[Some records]
╔══

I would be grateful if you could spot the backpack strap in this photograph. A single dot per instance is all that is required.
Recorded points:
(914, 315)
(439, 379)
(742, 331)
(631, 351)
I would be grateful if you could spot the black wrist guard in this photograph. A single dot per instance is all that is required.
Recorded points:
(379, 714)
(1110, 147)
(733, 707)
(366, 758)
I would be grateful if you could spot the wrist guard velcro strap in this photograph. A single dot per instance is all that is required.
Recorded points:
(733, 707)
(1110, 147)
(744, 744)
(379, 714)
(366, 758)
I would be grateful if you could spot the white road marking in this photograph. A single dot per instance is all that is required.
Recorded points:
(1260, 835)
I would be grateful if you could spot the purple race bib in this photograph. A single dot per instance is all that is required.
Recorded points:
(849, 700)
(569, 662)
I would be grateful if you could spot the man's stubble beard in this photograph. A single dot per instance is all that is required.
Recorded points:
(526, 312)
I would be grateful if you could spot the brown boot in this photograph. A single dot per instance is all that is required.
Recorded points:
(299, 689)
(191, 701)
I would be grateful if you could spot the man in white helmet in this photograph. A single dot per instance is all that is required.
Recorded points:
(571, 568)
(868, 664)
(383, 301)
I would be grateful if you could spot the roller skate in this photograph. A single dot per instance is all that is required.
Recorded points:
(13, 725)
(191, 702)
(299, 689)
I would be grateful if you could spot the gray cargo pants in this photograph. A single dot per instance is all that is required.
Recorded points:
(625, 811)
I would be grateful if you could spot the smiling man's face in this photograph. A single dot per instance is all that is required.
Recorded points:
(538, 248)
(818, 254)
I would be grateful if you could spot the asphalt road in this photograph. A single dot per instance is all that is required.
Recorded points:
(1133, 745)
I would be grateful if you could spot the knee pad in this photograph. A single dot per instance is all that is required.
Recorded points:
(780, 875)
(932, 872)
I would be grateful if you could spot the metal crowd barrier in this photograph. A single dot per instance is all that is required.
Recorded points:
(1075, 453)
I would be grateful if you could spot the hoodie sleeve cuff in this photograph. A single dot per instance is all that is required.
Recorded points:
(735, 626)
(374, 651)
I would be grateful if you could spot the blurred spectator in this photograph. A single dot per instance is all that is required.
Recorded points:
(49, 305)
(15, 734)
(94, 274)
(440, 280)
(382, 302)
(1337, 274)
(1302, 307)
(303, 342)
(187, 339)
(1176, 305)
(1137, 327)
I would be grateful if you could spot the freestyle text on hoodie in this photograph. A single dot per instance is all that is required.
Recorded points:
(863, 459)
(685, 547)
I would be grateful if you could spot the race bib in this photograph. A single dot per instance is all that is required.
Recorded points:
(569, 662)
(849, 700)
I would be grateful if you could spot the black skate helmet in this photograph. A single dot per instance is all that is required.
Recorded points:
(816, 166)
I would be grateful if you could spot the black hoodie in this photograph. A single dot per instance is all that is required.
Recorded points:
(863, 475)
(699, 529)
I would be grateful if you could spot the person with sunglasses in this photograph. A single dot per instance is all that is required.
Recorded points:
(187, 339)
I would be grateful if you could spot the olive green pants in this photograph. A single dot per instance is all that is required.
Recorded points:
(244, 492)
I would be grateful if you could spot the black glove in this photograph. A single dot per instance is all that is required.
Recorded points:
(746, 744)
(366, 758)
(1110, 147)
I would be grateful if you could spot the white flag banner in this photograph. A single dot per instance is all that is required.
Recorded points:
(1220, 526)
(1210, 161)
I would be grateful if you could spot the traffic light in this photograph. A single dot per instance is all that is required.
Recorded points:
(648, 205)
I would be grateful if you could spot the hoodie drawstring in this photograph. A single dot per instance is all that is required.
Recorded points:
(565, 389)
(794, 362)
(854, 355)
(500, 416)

╚══

→ **What is needed**
Beginning with the line that contains "I would be grateful if you could spot the black glove", repeat every line through the end of the records and nothing more.

→ **Output of the exercise**
I would be grateful if you could spot the black glove in this photograph. A single dot per instance is all that is required.
Recorded points:
(746, 744)
(366, 758)
(1110, 147)
I would be grateful if you could spot the white flag banner in this photograph. A single dot per instance is all that is required.
Recorded points:
(1220, 526)
(1210, 161)
I would be grateful if you could spot the traffic light in this photograph. A single dot per instance is all that is required.
Recorded points:
(648, 205)
I would be grateful if you could spot the hoodie drawstring in this photograph. A single dot per instance is all that is required.
Recorded points:
(565, 389)
(794, 362)
(854, 355)
(500, 416)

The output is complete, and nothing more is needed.